**What is being asked**
All lines of the listing below must be reproduced character for character.

**Data in this exercise**
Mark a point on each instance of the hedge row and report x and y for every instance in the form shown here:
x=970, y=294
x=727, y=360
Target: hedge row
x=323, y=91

**Exercise answer**
Mark a point on each instance of the hedge row and report x and y for every instance in the form shown here:
x=970, y=294
x=727, y=360
Target: hedge row
x=323, y=91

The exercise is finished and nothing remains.